-- Start of DOCUMENT TEXT --

Any media processing can generally gain significant performance with SIMD instructions. Even web browsing is a workload that is affected, as (among other things) libjpeg-turbo uses SIMD instructions to accelerate decoding. It doesn't yet use AVX512, but it does use AVX2. If there are gains with AVX2, why wouldn't there be with AVX512.

Even if AVX512 would remain 256 bits, it would be an improvement over AVX2 as new instructions enable acceleration of workload that were not possible before, plus there is an increase in productivity/ease of use.

However, AVX512 won't be used much for consumer applications until there is big enough market penetration of CPUs that support these instructions, as it has been the case with any new SIMD instructions when they were first introduced.


> Any media processing can generally gain significant performance with SIMD instructions

To a limit. JPEG (and many video codecs based on JPEG) have 8x8 macroblocks, which means the "easiest" SIMD-parallel is 64-way. And AVX512 taken 8-bits at a time is in fact, 64-way SIMD.

-- End of DOCUMENT TEXT --

PROBLEM SET
a – Rewrite everything in the passage on SIMD instructions from "Even if AVX512" down to "productivity/ease of use.", replacing "productivity" with "efficiency".
b – According to the passage on SIMD instructions, which instruction set does libjpeg-turbo currently use?

-- Start of DATA LINES --

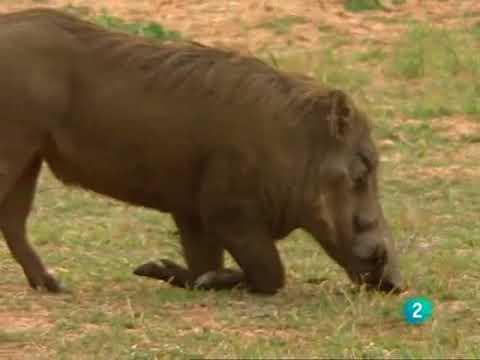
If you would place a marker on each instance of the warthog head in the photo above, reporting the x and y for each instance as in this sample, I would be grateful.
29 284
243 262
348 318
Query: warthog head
343 211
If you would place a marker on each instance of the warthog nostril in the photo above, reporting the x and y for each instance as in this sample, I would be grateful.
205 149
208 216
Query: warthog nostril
365 223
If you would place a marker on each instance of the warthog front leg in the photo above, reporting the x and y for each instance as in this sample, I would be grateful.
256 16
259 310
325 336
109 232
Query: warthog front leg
204 258
176 275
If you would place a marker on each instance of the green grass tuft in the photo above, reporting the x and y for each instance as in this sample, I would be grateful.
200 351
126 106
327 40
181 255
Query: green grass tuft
147 29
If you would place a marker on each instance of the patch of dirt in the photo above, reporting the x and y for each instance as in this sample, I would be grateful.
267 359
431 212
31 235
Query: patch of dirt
20 321
242 23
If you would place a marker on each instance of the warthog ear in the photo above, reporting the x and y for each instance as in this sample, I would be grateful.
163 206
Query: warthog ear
341 113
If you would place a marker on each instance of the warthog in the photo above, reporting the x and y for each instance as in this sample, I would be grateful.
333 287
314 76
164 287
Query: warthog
238 152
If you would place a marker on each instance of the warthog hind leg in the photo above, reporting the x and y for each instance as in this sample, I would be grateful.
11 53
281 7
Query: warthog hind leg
17 187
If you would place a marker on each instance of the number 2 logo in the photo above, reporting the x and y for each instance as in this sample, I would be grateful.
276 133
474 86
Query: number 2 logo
417 313
417 310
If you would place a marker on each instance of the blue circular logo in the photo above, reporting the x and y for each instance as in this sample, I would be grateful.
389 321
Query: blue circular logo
417 310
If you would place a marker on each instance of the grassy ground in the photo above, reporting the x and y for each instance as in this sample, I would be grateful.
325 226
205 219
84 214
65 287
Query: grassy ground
423 94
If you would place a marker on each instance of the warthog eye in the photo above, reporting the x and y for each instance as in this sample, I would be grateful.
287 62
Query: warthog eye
379 256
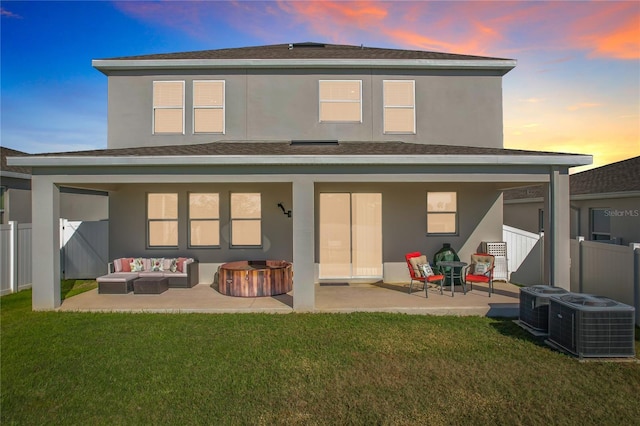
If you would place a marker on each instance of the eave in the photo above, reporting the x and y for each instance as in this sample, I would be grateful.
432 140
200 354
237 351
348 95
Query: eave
306 160
108 65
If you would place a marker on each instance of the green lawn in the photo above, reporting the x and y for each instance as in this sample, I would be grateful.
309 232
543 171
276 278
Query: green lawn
80 368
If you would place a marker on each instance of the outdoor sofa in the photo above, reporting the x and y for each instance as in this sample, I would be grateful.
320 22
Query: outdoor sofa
180 272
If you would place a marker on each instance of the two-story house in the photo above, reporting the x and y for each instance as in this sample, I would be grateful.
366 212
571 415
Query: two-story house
374 152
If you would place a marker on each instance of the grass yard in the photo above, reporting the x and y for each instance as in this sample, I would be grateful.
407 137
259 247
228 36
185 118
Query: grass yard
83 368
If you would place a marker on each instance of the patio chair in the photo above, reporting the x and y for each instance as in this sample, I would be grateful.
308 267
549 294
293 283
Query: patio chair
480 270
420 270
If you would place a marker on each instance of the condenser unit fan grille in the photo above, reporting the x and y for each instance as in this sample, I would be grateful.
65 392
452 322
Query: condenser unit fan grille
592 326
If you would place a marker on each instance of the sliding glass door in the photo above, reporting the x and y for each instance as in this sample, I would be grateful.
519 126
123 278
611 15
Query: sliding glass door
350 235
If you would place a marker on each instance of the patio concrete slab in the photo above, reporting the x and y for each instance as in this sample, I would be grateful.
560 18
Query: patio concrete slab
361 297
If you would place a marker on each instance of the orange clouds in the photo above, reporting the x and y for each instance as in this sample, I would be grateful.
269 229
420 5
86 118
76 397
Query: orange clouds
602 29
621 43
608 30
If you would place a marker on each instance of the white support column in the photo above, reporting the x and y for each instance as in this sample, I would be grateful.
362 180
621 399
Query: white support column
557 259
303 213
13 256
46 243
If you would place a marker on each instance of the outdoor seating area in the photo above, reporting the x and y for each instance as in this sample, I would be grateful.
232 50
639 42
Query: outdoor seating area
156 273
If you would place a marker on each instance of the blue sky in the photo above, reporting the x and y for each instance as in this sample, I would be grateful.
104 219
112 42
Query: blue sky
576 87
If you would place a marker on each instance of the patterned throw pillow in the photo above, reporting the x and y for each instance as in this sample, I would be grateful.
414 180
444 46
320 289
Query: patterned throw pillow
137 265
171 264
157 265
482 268
426 270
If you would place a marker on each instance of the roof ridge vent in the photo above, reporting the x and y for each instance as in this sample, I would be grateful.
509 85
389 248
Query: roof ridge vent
314 142
306 44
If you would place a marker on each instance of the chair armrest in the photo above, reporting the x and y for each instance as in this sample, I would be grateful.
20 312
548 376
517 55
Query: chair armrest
193 273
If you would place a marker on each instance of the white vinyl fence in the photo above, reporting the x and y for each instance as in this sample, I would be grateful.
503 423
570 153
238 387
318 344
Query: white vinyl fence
606 270
519 245
84 252
15 257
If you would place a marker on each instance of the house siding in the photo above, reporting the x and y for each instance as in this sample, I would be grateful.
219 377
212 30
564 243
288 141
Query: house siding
452 108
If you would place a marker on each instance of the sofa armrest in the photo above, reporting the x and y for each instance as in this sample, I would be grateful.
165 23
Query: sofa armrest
193 273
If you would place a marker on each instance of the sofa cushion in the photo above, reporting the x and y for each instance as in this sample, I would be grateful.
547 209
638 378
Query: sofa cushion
151 274
170 265
157 264
137 265
122 264
180 264
117 277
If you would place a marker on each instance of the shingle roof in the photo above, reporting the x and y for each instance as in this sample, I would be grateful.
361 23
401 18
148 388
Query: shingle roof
8 152
622 176
307 50
287 148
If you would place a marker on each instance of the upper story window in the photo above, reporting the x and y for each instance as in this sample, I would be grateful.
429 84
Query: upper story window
442 213
600 224
168 107
246 219
399 106
208 106
162 220
340 101
204 219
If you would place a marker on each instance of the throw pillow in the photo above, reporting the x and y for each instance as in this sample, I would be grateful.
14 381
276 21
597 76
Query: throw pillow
126 264
426 270
415 261
137 265
482 268
157 265
180 264
171 264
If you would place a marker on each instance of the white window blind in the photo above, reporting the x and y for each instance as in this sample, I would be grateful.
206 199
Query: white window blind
168 107
399 106
340 100
208 106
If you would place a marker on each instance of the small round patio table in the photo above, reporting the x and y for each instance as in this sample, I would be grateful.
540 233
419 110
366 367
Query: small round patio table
454 264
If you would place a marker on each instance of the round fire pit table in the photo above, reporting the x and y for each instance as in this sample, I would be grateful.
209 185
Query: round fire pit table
247 278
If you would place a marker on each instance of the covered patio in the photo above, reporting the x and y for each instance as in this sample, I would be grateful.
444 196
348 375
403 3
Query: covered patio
296 176
329 298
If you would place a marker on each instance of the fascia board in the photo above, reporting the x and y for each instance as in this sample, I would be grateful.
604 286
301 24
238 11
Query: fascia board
605 195
440 160
15 175
105 65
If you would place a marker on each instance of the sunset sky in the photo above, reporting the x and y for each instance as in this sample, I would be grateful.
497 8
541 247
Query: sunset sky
576 87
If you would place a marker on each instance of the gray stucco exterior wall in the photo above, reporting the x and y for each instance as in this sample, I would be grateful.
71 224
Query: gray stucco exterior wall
454 108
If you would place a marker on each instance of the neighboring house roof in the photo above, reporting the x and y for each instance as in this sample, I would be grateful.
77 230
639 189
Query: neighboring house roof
305 152
296 55
13 171
622 176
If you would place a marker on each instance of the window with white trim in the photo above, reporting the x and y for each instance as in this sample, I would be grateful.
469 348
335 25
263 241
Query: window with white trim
204 219
340 101
399 106
208 106
442 213
162 220
168 107
246 219
600 224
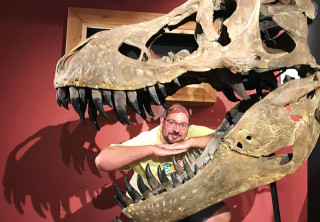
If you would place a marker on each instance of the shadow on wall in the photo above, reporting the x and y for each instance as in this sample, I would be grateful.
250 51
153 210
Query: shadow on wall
40 167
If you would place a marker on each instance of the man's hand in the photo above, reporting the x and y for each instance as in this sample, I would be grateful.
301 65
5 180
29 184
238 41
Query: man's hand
183 145
169 149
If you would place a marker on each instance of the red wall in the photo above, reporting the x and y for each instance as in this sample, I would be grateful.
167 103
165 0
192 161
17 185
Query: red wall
47 155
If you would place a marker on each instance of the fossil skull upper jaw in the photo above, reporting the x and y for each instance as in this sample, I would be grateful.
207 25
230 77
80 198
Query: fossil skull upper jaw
107 68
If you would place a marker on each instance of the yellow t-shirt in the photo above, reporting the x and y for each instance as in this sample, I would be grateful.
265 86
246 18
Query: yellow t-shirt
153 137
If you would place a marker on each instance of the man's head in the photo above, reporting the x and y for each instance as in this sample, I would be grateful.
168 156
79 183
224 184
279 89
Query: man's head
175 124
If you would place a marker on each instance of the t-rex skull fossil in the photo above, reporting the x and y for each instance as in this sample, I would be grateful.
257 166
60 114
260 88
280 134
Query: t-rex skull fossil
255 40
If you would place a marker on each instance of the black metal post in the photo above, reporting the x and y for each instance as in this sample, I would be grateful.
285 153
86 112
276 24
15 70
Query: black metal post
275 202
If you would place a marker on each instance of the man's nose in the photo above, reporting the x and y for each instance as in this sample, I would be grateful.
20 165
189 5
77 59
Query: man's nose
176 128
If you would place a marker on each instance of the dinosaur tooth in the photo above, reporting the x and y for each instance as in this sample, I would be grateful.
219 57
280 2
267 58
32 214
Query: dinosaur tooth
92 111
136 197
153 95
142 112
176 81
240 90
153 182
177 166
162 90
120 102
144 190
207 159
147 107
62 97
196 169
97 100
190 157
123 198
187 168
107 97
82 99
133 101
195 153
164 179
175 180
119 202
75 101
164 105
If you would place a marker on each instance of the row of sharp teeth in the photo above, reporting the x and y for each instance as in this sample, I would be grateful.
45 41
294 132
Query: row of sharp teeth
116 99
157 187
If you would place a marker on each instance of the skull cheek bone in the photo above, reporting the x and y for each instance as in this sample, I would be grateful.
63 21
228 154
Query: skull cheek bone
240 155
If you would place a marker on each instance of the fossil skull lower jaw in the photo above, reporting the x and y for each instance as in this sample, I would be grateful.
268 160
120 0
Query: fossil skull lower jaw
233 170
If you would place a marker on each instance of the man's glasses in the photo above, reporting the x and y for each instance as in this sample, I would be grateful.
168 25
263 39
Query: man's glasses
173 124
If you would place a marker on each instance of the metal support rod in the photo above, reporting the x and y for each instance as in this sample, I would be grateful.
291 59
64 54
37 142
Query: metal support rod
275 202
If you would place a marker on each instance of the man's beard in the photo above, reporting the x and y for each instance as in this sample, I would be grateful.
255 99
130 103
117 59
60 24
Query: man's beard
166 138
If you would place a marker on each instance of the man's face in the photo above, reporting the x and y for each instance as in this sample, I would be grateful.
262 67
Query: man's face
175 127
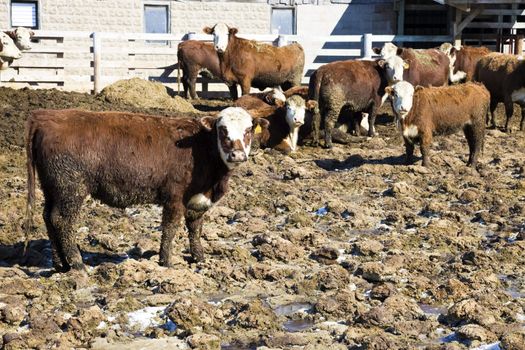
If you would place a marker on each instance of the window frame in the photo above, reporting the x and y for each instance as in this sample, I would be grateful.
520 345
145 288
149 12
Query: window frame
294 16
37 8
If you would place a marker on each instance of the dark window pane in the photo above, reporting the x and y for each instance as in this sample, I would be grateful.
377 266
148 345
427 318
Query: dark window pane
282 21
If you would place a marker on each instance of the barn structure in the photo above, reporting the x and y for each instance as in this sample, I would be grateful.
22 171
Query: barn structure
84 45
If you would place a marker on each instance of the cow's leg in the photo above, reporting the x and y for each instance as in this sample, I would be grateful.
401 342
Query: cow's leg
493 105
426 141
57 253
62 216
409 151
509 111
329 123
171 216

-- End of DATA LINES --

ANSWERS TO THE EXERCISES
a –
Even if AVX512 would remain 256 bits, it would be an improvement over AVX2 as new instructions enable acceleration of workload that were not possible before, plus there is an increase in efficiency/ease of use.

b – AVX2